REQUIREMENTS — Return each line of the records below that contains the word "crew", copied in full.

[Point-based annotation data]

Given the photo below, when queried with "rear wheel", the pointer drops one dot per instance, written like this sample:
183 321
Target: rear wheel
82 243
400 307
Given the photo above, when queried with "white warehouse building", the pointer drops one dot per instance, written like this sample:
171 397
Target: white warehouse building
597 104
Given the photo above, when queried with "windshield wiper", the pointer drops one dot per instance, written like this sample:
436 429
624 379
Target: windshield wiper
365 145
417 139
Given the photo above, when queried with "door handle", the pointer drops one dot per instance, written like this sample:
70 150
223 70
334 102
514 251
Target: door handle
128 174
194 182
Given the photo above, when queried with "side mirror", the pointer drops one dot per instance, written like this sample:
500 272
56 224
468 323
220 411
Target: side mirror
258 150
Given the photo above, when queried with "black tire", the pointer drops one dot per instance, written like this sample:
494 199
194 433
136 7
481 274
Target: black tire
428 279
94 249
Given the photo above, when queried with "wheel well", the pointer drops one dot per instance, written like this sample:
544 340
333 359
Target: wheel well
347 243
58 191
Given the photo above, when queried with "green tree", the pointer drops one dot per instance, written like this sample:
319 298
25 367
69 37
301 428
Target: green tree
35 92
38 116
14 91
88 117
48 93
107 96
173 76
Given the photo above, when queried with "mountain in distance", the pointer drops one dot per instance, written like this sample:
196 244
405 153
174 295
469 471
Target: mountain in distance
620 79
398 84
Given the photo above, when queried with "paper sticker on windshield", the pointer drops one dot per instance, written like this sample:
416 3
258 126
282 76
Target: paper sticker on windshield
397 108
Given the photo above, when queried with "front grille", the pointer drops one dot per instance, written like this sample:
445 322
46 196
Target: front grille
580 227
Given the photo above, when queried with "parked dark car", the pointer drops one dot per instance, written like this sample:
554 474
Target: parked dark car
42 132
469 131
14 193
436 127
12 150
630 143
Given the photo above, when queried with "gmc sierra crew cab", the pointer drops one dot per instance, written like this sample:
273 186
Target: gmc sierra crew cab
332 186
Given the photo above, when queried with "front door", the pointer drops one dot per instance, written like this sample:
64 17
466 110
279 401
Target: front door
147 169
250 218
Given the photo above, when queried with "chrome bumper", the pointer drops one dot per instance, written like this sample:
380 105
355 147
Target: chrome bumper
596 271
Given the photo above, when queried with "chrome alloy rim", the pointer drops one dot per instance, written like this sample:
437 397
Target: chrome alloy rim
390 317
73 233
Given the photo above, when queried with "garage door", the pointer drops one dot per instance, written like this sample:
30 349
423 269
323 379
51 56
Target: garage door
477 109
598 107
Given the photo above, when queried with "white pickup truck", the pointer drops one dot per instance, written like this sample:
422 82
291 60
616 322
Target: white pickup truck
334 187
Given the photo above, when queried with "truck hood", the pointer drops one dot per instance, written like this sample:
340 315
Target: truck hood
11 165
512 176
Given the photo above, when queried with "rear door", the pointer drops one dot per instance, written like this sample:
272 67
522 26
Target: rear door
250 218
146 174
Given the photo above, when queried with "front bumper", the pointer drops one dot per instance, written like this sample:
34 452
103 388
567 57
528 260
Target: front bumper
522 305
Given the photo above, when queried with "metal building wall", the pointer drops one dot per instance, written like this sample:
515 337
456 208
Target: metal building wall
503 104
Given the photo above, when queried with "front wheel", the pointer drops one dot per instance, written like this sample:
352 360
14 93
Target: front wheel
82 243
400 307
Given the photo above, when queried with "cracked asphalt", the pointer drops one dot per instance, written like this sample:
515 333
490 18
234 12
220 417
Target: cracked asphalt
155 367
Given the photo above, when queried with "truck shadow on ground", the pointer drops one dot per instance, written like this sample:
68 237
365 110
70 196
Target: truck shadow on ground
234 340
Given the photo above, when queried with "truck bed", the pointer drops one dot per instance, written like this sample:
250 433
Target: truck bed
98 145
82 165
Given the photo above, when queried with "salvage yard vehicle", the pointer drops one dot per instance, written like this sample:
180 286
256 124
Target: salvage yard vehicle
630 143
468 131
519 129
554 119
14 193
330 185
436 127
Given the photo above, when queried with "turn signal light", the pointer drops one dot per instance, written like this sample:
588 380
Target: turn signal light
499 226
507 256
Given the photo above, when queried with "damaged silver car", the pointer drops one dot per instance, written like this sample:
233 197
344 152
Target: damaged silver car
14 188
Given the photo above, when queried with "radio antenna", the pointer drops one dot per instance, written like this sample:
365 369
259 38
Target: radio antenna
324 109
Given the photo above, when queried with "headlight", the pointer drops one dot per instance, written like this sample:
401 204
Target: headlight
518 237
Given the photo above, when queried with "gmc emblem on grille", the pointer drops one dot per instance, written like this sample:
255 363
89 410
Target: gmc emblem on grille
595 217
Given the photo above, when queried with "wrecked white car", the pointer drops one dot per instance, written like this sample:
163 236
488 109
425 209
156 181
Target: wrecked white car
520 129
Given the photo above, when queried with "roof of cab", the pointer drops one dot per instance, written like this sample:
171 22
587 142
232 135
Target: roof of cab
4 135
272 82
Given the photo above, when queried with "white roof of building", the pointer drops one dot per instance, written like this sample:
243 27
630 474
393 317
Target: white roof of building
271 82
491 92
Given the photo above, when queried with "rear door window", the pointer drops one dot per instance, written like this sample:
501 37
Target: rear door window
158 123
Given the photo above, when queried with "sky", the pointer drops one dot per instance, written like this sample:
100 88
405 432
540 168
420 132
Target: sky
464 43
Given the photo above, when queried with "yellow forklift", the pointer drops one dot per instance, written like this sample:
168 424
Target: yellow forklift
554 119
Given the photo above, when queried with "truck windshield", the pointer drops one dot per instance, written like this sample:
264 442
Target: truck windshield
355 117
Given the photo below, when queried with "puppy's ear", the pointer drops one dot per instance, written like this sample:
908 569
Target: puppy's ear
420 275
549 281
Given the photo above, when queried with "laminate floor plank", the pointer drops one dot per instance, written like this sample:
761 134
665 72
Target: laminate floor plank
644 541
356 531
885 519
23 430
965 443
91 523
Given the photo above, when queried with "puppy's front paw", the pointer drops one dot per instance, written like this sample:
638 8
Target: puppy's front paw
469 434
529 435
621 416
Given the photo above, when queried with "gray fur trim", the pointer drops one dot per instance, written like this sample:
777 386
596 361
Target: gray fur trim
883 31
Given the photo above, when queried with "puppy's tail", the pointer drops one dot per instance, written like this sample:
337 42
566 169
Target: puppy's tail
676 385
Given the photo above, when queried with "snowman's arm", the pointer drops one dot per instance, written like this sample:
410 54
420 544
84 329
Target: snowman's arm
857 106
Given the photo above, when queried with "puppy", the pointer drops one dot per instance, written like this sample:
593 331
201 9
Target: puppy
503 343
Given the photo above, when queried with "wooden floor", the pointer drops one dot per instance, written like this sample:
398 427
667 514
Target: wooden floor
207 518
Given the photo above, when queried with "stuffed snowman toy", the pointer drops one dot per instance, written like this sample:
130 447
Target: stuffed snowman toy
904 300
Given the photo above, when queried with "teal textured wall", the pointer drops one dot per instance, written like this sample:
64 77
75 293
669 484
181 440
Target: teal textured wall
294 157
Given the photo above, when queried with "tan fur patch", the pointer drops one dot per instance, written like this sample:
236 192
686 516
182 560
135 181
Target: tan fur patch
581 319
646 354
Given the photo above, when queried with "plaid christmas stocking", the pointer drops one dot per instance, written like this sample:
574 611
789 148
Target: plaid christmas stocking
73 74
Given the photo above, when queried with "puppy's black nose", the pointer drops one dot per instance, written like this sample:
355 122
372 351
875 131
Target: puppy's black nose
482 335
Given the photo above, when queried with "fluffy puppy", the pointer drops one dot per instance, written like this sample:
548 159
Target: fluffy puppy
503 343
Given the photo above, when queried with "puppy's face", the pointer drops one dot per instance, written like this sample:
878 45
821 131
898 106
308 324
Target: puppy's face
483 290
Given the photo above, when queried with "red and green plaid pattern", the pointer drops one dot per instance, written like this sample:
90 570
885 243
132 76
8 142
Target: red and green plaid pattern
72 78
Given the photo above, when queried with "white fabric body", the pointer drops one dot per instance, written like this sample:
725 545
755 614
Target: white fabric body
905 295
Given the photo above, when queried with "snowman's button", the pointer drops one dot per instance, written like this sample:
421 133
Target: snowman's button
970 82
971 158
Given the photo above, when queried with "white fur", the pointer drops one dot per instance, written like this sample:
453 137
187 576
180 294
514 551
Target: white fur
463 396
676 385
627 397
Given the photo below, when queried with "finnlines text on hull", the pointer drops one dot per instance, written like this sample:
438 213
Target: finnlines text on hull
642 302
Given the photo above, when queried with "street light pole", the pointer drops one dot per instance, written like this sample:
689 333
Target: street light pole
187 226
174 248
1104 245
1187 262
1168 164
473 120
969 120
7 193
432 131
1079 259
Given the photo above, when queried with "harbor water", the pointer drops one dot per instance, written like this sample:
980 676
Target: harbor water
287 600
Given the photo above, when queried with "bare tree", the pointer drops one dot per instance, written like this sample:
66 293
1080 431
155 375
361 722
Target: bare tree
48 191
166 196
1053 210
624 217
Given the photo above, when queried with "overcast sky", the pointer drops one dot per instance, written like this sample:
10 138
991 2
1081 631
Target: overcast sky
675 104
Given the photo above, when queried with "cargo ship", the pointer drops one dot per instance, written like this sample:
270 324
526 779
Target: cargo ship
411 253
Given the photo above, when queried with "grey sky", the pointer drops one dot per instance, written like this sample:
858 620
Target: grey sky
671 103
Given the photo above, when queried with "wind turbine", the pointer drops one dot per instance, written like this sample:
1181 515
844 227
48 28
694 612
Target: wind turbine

CORRECT RESULT —
Given the photo above, when queried with "gmc sierra crew cab", the pointer drops one dot per instance, written like this sample:
Target: gmc sierra crew cab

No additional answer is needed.